● Problem to work on
Find each of the lines below that contains the word "blue", and copy those lines out in full. Case counts, so skip any line where the word appears only with different capitalization.

#####

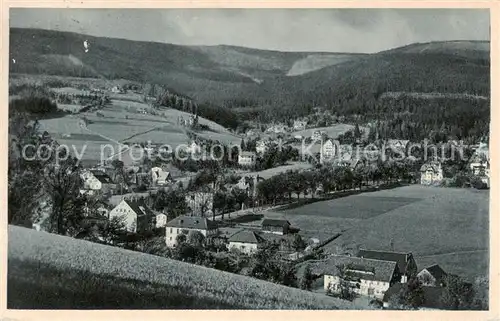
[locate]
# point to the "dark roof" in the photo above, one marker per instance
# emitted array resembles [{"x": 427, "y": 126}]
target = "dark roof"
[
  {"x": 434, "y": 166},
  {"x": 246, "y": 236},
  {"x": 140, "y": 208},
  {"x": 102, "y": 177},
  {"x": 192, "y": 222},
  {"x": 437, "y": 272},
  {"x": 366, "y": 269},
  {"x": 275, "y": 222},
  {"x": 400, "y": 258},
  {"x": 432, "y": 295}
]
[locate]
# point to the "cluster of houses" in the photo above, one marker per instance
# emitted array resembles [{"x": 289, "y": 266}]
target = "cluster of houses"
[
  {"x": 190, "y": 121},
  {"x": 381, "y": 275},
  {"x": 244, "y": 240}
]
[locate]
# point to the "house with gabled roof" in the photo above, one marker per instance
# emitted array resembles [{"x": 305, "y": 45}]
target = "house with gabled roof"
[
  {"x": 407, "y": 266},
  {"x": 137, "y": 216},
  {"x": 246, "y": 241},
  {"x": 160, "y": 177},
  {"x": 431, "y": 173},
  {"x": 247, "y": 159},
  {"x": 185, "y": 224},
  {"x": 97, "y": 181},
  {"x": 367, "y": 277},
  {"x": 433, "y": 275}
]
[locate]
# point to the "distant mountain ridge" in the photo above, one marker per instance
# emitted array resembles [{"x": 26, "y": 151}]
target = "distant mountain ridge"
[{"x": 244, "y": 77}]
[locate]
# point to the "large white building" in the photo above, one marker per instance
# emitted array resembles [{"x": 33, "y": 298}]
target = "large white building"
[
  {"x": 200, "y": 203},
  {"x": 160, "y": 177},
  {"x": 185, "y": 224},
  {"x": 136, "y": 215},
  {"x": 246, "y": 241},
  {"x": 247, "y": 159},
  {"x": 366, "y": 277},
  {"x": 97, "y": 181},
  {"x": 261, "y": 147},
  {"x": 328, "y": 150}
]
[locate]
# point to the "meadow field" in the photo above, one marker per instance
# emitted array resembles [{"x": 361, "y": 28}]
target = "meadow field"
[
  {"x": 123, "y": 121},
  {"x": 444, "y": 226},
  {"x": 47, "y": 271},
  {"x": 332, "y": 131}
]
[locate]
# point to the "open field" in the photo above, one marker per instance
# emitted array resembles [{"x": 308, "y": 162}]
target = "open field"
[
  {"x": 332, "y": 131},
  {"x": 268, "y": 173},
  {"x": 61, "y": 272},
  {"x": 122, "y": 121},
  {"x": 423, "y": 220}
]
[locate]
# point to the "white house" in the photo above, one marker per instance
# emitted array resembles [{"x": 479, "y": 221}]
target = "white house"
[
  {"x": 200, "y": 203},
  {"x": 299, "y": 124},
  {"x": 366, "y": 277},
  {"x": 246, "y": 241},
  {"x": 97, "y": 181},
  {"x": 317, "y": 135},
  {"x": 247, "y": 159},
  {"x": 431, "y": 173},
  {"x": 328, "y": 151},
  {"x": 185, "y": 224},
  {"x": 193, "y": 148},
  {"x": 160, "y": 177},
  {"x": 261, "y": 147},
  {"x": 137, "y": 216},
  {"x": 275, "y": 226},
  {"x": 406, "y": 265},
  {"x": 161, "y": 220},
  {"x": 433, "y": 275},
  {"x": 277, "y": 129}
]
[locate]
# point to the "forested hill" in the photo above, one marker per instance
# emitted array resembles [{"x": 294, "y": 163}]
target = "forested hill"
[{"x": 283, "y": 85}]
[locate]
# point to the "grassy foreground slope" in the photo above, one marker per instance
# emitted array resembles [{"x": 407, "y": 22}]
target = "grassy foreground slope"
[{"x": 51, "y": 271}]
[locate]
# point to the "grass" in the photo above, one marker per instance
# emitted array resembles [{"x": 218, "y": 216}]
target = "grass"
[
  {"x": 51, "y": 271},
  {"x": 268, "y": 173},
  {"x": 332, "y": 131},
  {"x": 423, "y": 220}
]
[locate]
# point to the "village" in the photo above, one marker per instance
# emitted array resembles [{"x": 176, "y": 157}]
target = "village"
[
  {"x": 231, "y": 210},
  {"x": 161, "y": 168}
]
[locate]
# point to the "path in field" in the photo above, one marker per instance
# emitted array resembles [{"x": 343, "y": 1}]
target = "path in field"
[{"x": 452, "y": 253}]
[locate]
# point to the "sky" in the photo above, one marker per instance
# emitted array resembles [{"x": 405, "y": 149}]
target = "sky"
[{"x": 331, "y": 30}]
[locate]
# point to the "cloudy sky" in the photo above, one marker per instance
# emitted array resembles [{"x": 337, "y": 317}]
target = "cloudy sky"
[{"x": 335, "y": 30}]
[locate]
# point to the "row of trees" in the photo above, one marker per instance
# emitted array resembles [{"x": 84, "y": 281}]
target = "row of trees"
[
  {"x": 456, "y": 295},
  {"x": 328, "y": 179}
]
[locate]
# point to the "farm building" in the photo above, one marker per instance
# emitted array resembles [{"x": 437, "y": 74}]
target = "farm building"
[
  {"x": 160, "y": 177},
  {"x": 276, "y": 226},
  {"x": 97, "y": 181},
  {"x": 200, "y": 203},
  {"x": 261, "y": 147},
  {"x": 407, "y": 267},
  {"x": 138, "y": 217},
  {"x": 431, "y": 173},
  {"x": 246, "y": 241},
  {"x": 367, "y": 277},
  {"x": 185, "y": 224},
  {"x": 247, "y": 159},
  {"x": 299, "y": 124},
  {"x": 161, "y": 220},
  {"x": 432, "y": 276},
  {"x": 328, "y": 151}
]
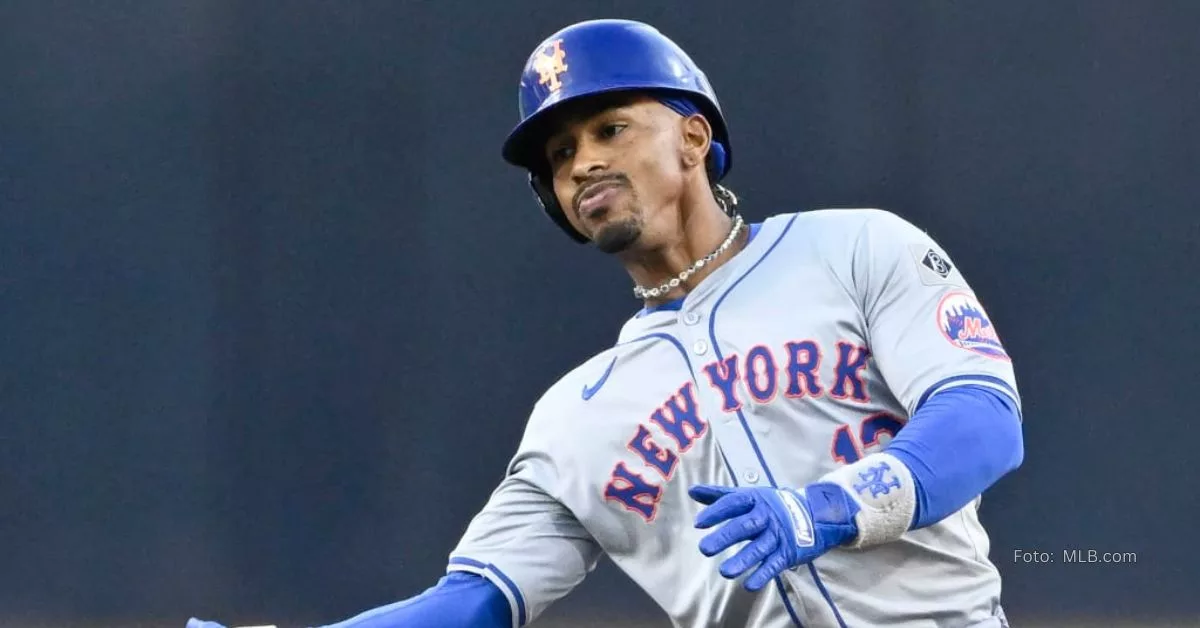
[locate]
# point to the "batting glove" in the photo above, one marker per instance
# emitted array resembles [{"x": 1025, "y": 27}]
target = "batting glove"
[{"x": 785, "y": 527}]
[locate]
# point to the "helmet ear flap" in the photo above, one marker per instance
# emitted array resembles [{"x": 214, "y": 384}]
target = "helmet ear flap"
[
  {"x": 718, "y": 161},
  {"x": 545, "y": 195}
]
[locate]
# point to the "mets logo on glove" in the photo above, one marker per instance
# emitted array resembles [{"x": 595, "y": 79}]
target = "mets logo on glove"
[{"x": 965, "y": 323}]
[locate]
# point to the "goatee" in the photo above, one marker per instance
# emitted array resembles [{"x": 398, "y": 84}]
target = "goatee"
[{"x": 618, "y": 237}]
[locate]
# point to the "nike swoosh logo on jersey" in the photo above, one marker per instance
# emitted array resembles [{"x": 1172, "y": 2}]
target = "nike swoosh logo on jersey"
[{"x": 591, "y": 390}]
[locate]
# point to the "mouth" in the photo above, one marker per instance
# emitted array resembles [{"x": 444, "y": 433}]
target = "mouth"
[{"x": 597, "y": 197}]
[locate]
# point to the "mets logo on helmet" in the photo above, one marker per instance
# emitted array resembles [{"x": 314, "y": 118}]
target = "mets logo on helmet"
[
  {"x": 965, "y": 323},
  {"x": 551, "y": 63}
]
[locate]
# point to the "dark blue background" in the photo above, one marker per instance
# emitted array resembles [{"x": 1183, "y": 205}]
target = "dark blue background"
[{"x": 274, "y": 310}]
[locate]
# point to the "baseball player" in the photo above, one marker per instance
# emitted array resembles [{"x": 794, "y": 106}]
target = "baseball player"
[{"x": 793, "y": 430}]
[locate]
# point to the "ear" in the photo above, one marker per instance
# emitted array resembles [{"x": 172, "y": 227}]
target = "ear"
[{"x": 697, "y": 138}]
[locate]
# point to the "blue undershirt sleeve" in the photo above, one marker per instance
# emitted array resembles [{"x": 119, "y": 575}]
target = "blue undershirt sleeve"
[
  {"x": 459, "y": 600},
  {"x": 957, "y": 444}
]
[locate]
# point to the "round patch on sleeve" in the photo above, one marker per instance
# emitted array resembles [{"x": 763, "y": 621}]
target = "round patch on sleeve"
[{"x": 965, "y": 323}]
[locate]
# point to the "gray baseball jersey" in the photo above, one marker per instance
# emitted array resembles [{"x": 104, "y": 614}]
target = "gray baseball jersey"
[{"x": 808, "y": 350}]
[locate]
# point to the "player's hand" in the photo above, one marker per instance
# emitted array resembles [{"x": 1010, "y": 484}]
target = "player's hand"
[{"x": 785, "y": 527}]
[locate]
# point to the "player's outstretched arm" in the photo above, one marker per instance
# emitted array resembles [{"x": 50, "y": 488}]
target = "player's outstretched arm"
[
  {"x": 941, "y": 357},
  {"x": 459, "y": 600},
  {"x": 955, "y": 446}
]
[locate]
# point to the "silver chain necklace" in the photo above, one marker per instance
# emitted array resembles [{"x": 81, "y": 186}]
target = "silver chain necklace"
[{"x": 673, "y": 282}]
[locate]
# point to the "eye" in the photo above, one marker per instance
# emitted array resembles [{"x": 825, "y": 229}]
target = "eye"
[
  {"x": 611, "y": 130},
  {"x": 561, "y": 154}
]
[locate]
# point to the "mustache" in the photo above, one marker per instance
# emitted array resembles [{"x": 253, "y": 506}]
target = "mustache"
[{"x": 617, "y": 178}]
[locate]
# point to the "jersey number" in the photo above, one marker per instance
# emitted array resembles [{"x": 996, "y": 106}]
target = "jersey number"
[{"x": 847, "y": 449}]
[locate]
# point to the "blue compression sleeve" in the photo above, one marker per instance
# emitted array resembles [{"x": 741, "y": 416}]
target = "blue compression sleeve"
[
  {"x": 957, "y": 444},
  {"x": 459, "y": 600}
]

#####

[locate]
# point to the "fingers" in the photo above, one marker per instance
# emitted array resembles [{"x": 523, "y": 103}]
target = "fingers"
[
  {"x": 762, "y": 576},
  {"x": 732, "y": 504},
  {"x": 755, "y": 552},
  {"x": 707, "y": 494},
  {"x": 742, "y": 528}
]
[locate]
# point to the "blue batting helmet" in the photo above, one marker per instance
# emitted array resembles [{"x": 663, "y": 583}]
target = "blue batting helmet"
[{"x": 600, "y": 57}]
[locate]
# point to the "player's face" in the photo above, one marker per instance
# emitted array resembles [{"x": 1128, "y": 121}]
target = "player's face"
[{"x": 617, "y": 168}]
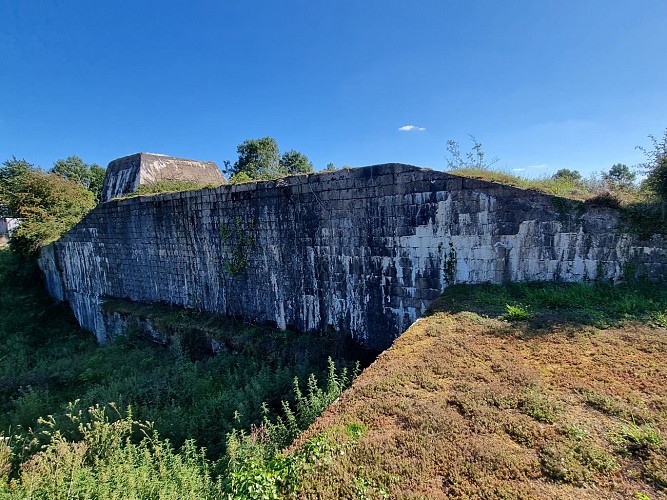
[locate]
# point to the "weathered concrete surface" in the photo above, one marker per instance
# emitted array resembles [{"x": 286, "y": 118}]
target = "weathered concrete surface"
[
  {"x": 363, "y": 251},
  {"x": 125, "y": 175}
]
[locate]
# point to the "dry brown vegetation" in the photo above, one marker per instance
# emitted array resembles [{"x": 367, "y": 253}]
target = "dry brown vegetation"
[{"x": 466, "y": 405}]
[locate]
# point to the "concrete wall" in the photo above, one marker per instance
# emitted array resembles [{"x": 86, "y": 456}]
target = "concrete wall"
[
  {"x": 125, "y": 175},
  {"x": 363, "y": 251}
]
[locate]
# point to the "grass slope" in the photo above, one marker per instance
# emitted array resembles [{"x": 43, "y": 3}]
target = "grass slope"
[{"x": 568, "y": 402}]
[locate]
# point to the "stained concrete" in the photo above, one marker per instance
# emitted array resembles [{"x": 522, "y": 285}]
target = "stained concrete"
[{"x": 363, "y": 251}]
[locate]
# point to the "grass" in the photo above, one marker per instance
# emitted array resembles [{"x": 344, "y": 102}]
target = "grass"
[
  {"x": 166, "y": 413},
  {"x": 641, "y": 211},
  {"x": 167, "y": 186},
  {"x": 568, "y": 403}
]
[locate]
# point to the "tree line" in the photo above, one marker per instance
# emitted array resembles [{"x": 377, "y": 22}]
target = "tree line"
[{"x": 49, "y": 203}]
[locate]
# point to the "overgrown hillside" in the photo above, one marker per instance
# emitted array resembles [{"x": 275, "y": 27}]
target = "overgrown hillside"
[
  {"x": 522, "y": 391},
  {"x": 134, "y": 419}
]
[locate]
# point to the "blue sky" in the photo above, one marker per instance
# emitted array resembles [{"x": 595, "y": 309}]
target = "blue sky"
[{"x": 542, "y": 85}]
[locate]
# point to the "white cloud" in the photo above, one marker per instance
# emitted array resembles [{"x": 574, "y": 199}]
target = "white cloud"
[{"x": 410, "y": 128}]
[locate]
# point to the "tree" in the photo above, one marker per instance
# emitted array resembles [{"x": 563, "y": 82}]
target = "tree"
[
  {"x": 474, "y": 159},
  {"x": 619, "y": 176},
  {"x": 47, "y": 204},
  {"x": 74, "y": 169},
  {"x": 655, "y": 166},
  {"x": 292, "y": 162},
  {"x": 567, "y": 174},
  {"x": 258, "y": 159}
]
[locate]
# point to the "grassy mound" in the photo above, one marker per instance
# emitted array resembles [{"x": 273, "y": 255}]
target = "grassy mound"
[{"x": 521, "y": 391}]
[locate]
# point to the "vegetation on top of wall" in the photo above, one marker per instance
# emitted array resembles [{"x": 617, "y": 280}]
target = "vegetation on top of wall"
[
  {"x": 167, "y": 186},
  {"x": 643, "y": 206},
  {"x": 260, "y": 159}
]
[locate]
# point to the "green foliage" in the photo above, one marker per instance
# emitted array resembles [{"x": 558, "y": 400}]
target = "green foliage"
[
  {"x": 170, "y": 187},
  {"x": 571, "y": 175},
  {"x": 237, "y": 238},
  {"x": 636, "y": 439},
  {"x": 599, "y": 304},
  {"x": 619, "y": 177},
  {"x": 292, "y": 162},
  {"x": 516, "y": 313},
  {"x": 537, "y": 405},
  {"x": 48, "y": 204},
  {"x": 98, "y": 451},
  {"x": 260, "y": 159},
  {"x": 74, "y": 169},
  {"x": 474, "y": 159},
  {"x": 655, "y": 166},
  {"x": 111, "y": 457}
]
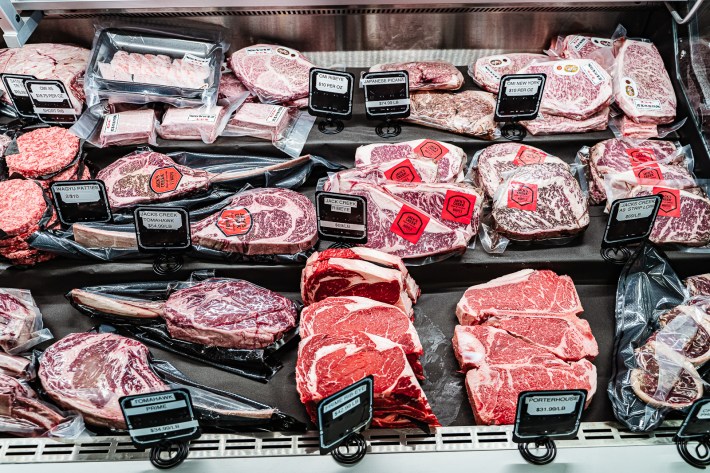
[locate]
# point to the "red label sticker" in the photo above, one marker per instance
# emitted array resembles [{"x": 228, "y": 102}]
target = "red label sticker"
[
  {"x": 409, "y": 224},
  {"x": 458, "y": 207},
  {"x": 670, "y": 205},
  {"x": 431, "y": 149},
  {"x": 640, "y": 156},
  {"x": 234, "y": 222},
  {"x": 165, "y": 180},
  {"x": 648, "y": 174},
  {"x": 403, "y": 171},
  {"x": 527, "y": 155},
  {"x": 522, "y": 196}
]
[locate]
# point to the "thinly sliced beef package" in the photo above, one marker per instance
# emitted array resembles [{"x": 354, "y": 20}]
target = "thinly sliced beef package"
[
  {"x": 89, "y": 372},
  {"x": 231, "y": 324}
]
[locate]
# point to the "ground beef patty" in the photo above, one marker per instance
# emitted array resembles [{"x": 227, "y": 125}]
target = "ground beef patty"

#####

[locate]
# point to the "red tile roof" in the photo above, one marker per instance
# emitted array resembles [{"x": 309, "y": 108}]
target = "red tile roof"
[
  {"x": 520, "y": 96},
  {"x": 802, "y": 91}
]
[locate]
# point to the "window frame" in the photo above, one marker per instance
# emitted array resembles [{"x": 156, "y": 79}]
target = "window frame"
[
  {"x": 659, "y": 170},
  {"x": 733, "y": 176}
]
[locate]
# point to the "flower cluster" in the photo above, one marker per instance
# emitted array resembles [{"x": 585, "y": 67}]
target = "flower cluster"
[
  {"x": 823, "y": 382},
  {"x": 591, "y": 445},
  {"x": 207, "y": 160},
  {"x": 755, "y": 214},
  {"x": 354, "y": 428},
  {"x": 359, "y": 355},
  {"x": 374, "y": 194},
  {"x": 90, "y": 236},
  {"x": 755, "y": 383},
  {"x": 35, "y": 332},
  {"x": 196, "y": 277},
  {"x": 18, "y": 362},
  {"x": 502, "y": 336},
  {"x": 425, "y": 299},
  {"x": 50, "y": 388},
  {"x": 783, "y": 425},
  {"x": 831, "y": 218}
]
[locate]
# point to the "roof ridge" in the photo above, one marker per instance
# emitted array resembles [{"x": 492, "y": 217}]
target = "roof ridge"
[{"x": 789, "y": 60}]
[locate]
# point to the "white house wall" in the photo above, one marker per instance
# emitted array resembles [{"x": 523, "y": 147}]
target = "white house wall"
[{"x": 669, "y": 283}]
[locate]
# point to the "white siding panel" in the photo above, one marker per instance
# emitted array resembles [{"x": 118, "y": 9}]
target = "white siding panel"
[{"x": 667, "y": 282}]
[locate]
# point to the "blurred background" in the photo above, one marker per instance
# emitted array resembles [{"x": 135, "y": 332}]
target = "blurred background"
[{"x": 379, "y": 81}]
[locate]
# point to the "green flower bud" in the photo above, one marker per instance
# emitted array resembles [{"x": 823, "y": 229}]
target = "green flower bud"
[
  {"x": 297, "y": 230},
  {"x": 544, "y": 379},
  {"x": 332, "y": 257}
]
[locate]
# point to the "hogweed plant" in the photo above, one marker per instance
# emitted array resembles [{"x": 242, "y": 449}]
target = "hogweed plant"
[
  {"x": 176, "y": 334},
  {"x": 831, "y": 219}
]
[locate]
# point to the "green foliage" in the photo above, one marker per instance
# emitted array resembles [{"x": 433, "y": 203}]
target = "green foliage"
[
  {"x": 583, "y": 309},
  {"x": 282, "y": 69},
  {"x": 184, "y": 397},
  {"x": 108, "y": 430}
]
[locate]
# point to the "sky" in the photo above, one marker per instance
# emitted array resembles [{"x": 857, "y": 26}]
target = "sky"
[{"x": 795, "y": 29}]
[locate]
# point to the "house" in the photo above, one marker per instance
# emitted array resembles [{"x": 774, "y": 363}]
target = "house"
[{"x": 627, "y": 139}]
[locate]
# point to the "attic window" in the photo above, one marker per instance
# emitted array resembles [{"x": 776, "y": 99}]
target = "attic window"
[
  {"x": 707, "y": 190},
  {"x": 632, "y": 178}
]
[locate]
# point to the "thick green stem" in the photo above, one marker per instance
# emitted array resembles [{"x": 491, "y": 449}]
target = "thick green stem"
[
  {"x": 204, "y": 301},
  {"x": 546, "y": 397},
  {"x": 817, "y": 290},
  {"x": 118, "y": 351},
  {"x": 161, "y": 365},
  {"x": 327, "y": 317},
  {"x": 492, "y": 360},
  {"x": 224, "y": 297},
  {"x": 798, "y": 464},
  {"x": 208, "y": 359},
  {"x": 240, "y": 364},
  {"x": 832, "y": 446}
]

#####

● Written solution
# point to the "dark blue background" in the photo above, one marker per instance
target = "dark blue background"
# point to the "blue undershirt sleeve" in the photo above, one marker per instance
target = "blue undershirt sleeve"
# point to the "blue compression sleeve" in the photo above, one marker per instance
target = "blue compression sleeve"
# point to the "blue batting helmet" in the photo above, one marker per instance
target = "blue batting helmet"
# point to the "blue sky" in the photo above, one marker per instance
target = "blue sky"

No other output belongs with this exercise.